» Problem to work on: Give the total of lines holding the word "ground" in the records below, and nothing else.

[Photo-based referring expression data]

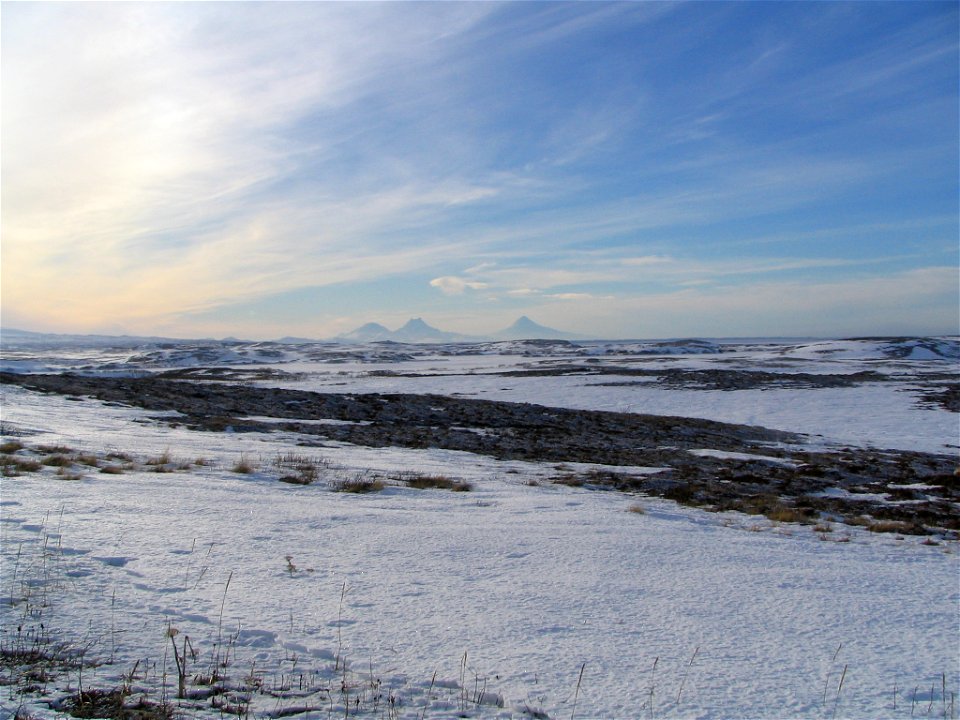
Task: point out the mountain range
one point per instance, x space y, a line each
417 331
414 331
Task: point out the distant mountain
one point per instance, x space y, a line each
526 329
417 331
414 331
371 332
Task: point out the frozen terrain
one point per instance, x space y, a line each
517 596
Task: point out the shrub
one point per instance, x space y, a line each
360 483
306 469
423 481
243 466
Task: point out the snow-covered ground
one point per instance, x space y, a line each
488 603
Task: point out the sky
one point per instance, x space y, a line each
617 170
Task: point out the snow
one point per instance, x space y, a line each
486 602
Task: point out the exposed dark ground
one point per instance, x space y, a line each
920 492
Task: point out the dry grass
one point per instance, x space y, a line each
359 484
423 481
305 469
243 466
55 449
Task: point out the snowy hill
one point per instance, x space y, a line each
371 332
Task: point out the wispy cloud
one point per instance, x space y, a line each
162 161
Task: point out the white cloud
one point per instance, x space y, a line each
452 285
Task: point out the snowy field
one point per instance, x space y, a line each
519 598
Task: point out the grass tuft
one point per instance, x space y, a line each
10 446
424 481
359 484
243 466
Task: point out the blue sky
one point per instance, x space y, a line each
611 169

...

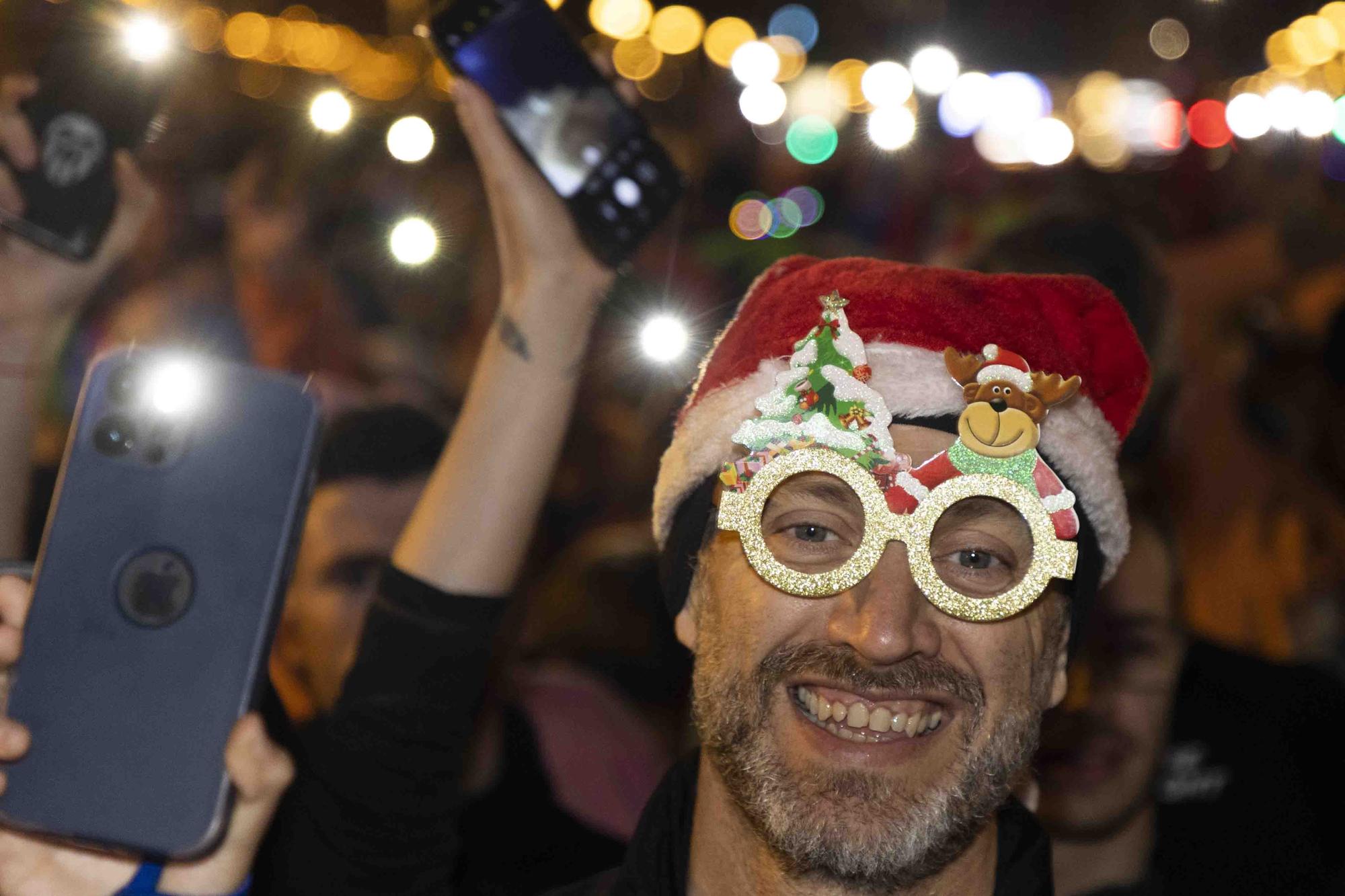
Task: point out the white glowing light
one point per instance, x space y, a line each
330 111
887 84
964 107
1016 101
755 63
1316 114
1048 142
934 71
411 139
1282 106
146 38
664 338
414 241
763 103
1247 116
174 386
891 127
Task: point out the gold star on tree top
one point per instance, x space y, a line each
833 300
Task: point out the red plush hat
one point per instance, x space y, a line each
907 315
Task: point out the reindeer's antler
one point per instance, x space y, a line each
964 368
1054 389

» Output for this exercise: 2